____ TEXT SEGMENT

From groovy to grungy at Electric Picnic party
30,000 weary welly-wearers make way home after all the food, drink, politics and music
GROOVY grown-ups with young children in tow, welly-clad women wearing bright orange tan and hotpants, laid-back lads in grungy gear, culchies in black and amber and blue and gold -- anything goes at the Electric Picnic.
One of the best things about a music festival is the excuse to wear a hat and not wash or blow-dry your hair for a few days.
And the worst -- the portaloos -- is now a thing of the past ... if you're willing to part with 20 quid for a weekend pass to the "comfy crappers".
The lawns of Stradbally Hall offered a picnic hamper site with all the trimmings. The bands, the nosh, the organic coffee, the beer, the politics and the regular sunny spells meant that even the GAA fans didn't miss being in the Cusack Stand.

________
____ INFORMATION SHOWN

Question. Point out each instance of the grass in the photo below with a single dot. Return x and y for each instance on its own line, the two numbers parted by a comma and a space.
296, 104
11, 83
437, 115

________

EXERCISE DESCRIPTION: Copy the passage of the Electric Picnic article word for word, starting at "One of the best" and ending at "the Cusack Stand.".

ANSWER BOX:
One of the best things about a music festival is the excuse to wear a hat and not wash or blow-dry your hair for a few days.
And the worst -- the portaloos -- is now a thing of the past ... if you're willing to part with 20 quid for a weekend pass to the "comfy crappers".
The lawns of Stradbally Hall offered a picnic hamper site with all the trimmings. The bands, the nosh, the organic coffee, the beer, the politics and the regular sunny spells meant that even the GAA fans didn't miss being in the Cusack Stand.